_What you should do_: Edit the stretch of the records from the line containing "Put a pin on every instance of the lamp" through the line containing "x=579 y=245", replacing "lamp base" with "lamp stand" and leaving everything else unchanged. Give back only those lines.
----
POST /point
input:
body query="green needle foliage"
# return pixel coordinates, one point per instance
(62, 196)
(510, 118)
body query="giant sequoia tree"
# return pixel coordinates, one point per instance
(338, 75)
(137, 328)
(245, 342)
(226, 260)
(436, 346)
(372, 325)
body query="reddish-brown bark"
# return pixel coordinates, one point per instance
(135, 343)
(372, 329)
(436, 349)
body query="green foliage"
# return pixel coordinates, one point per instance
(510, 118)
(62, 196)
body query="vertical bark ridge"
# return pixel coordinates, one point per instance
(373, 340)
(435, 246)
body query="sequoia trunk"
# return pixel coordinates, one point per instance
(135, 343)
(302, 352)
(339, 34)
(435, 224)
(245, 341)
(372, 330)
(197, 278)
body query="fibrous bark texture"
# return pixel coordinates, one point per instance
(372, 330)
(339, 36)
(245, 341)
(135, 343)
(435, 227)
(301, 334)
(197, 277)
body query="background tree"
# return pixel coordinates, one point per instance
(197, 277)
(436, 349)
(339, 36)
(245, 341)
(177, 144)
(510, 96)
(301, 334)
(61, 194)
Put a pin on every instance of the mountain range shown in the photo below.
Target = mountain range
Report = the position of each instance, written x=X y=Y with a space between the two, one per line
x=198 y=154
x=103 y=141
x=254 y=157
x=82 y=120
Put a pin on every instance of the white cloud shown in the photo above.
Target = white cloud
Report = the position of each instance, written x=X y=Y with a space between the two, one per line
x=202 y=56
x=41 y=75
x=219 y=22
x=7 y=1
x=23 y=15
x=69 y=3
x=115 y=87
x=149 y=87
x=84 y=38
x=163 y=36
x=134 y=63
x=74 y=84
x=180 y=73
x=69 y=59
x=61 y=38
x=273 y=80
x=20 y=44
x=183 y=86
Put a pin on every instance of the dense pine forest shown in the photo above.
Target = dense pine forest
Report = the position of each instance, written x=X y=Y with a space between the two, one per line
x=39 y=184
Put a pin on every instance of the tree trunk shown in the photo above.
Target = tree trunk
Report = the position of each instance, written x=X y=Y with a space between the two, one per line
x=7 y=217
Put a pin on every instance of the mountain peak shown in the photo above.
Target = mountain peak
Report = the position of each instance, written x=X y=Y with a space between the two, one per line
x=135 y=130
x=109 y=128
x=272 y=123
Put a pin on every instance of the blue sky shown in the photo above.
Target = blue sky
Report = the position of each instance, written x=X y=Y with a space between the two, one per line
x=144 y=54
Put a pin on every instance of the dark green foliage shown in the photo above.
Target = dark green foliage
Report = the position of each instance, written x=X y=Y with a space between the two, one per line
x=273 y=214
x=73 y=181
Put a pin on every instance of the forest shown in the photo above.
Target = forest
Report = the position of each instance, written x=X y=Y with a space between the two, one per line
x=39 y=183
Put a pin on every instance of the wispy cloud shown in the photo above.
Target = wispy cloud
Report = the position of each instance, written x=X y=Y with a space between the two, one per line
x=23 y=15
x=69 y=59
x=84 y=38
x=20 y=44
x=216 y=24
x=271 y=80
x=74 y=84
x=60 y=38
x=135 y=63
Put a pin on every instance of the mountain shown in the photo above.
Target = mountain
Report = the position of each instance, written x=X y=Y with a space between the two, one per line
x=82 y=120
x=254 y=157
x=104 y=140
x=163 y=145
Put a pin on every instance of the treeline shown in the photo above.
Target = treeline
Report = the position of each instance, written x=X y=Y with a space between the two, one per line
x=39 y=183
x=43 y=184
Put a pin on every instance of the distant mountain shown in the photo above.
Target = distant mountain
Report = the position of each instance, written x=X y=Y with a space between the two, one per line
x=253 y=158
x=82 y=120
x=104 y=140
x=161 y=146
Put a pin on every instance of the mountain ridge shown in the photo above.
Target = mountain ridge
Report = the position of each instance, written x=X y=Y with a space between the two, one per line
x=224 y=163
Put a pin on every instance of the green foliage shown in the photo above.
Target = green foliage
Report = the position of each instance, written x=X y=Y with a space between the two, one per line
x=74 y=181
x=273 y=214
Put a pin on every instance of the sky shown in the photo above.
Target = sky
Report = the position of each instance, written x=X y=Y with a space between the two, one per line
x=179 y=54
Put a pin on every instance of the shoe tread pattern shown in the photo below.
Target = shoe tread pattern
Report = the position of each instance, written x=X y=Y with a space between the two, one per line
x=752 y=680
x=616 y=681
----
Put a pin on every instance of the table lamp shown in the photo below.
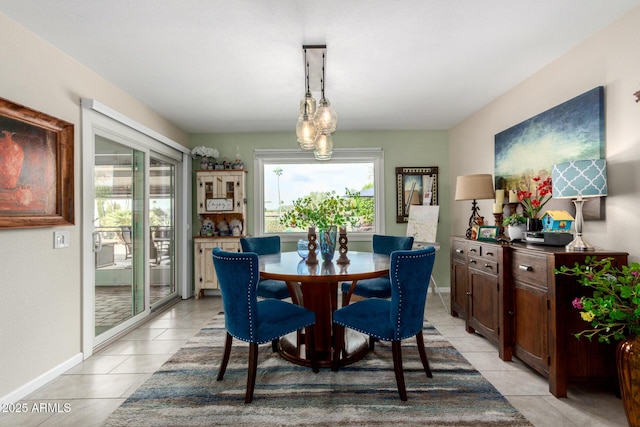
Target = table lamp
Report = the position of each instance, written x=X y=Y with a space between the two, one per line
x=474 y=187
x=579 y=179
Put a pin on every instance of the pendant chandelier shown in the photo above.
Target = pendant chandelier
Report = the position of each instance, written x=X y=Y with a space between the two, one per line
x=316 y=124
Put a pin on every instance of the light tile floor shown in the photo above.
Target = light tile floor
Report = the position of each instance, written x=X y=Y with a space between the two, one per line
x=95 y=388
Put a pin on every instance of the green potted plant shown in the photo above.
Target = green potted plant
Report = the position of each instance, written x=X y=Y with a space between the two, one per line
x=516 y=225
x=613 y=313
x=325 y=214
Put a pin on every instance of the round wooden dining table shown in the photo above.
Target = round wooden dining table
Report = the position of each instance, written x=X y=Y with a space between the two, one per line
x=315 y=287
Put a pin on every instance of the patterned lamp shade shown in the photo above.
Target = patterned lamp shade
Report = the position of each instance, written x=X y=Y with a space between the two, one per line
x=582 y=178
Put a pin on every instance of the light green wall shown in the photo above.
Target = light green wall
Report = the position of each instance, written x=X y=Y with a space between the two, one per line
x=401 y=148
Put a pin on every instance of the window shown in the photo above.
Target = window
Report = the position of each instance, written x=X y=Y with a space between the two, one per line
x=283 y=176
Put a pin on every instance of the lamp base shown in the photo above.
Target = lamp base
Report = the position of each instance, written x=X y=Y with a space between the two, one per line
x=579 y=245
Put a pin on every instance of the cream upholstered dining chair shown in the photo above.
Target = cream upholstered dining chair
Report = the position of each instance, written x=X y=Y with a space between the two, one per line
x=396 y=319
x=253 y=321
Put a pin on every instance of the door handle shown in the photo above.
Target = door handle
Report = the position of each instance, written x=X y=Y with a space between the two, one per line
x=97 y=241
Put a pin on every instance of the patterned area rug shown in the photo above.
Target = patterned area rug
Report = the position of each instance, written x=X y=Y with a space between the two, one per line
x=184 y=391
----
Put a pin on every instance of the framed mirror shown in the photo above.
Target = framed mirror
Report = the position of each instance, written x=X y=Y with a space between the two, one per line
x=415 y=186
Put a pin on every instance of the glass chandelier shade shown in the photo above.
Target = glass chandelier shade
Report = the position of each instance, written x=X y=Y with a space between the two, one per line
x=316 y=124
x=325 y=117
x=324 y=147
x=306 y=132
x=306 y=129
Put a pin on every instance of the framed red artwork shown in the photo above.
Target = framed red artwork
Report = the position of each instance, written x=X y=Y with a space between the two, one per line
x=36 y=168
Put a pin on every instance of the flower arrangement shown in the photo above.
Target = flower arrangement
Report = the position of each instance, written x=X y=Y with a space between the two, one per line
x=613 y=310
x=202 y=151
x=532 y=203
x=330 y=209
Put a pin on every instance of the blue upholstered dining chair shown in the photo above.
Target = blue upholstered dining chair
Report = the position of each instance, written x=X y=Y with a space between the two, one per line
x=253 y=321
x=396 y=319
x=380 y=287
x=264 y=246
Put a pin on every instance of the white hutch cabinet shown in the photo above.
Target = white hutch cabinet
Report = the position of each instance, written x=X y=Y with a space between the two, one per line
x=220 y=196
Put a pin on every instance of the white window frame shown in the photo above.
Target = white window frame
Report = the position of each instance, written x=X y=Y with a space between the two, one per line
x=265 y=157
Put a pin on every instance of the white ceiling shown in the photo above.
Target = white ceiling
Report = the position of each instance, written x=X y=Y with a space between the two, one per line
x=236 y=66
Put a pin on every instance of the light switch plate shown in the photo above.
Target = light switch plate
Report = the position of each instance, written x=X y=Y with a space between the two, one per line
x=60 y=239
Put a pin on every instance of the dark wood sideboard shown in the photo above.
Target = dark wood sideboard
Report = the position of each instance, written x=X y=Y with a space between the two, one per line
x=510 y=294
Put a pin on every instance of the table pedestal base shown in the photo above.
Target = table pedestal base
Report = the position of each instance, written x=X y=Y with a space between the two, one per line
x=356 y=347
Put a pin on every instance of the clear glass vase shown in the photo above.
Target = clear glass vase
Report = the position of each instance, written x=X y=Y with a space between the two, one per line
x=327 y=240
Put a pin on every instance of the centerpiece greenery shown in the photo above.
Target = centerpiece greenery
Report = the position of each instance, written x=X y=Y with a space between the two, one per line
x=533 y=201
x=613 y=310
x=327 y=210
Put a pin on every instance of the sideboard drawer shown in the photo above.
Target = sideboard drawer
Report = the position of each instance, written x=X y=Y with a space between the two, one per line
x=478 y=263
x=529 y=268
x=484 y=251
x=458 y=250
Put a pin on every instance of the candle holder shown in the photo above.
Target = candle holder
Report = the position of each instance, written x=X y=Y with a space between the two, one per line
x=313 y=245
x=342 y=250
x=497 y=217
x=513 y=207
----
_Worked solution_:
Put a pin on every instance of the lamp stand shown in the photo above.
Target = lamp stand
Report = the position of each instance, written x=X y=Y with a space between the two, one per line
x=579 y=245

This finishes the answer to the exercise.